■ Quoted text ■
^^^^^^^^

Garena is expanding into e-payments and e-commerce. Both industries are well populated with players that do not seem interested in making money. Is Singapore’s most valuable start-up likely to come out ahead?

Singles’ Day sales in China are running out of steam after eight years. The oneday shopping bonanza saw growth slow to a modest 32% this year, compared with 60% in 2015. But consumer confidence in Southeast Asia is still holding up, with some industry watchers expecting the numbers to climb this year, as more consumers — armed with smartphones — are swinging towards online shopping.

In Southeast Asia, sales on Singles’ Day increased 167% last year, with Singapore at the top of the list, according to advertising and market research firm Criteo. Singapore-based Zalora’s overall sales was 30 times more than on an average day, and Alibaba Group Holding backed Lazada saw orders triple in Thailand, based on data compiled by Tech in Asia.

This year, a newcomer joins the ranks to capture a slice of the online shopping pie: Shopee, powered by Southeast Asia’s most valuable start-up Garena. During its inaugural 9.9 Mobile Shopping Day sale this year, orders increased fivefold.

In fact, Shopee has been gaining ground in the Southeast Asia e-commerce space. The two-year-old start-up is present in six Asean markets, as well as Taiwan, and has an annualised merchandise volume of US$1.5 billion ($2.1 billion) — a touch above Lazada’s 2015 gross merchandise volume of US$1 billion.

There are about 1.5 million registered sellers on Shopee, while 70% of the user base are repeat customers. Garena recently raised US$170 million in Series D funding to help Shopee grow in Southeast Asia.

But the rise of flash sales and online shopping also signals an underlying problem in Southeast Asia: Many e-commerce platforms have not started to think about profits. Meanwhile, retailers and logistics partners are starting to feel the pinch from lower margins as competition among marketplaces grows.

Over the years, Garena has built a sucessful e-sport and online gaming business. The company grossed revenue of more than US$300 million last year and its gaming business is profitable, says an industry source. It counts Tencent Holdings as a backer and is valued at US$3.8 billion today. But the company is trying to grow beyond the gaming industry. Last year, it started Shopee, and in 2014, an e-payment services firm, AirPay, as an attempt to transform itself from a gaming arena to an internet consumer giant — much like Tencent.

^^^^^^^^

■ Entries shown ■

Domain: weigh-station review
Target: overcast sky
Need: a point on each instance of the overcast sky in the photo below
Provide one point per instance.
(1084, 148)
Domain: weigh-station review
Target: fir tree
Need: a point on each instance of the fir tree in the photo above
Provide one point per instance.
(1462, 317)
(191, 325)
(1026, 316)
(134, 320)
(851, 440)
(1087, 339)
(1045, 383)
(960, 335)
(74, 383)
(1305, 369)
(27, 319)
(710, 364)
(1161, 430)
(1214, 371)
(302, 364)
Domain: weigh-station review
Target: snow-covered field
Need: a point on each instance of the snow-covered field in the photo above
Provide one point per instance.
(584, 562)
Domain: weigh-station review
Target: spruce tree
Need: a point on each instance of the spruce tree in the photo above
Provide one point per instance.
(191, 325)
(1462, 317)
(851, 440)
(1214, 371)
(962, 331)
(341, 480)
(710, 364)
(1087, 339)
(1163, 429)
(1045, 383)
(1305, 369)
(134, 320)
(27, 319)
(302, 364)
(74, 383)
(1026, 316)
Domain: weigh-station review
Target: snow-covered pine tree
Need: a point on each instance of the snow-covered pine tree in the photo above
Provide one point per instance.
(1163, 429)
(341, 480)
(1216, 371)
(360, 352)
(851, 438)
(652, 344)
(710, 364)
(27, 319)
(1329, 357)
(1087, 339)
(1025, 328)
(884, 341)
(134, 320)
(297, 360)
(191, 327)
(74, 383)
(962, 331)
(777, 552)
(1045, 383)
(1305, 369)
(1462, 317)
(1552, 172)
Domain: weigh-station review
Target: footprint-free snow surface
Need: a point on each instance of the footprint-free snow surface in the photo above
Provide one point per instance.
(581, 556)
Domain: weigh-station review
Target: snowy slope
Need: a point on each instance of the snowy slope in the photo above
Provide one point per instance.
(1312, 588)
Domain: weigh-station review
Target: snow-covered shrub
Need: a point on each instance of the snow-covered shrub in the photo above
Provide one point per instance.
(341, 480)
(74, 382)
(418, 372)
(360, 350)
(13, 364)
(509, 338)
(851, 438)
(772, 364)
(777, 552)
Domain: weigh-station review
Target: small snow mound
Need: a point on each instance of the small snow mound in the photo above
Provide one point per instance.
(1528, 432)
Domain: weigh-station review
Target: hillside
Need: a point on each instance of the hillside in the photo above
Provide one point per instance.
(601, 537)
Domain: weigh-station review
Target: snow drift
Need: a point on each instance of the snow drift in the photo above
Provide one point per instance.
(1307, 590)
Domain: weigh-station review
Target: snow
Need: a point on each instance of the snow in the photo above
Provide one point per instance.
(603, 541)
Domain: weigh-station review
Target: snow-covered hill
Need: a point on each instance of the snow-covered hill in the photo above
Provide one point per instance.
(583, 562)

^^^^^^^^

■ Set tasks ■
A - According to the Garena article, how many registered sellers does Shopee have?
B - Please extend the Garena article past its final sentence.
The entries have nothing to do with the Garena article.

■ Expected outputs ■
A - About 1.5 million.

B -
Although both Shopee and AirPay have seen some early success, the cards are still up in the air on whether Garena will be able to replicate the same long-term success it has had with games amid the stiff competition and razor-thin margins in the e-commerce and e-payment spaces.

Garena in the making
Founded in 2009, Garena started as an online gaming company distributing popular titles such as League of Legends and Fifa Online 3. League of Legends has been a major contributor to its success. The game has helped the company amass a user base of more than 40 million gamers and turned Garena into an e-sports powerhouse in the region. Its e-sports business contributes more than 70% of the company’s total revenue. Company officials say the group’s total revenue has grown 90% per year from 2011 through 2015.

The man behind Garena’s vision is Forrest Li, an ex-Motorola Solutions manager and a lifelong gamer. He rarely assumes the public face of Garena today but keeps a tight rein on the company’s business direction and corporate culture.

Nick Nash, a former private equity investor with General Atlantic, says: “In 2014, before I joined Garena, Forrest sent me a copy of the company’s manifesto [he created], which is a list of values that Garena stands for. It took me by surprise because it is the only company I know that states staying humble as a core value.” Nash’s former firm backed Garena. The same year, he hopped over to Garena and became both its group president and public spokesperson.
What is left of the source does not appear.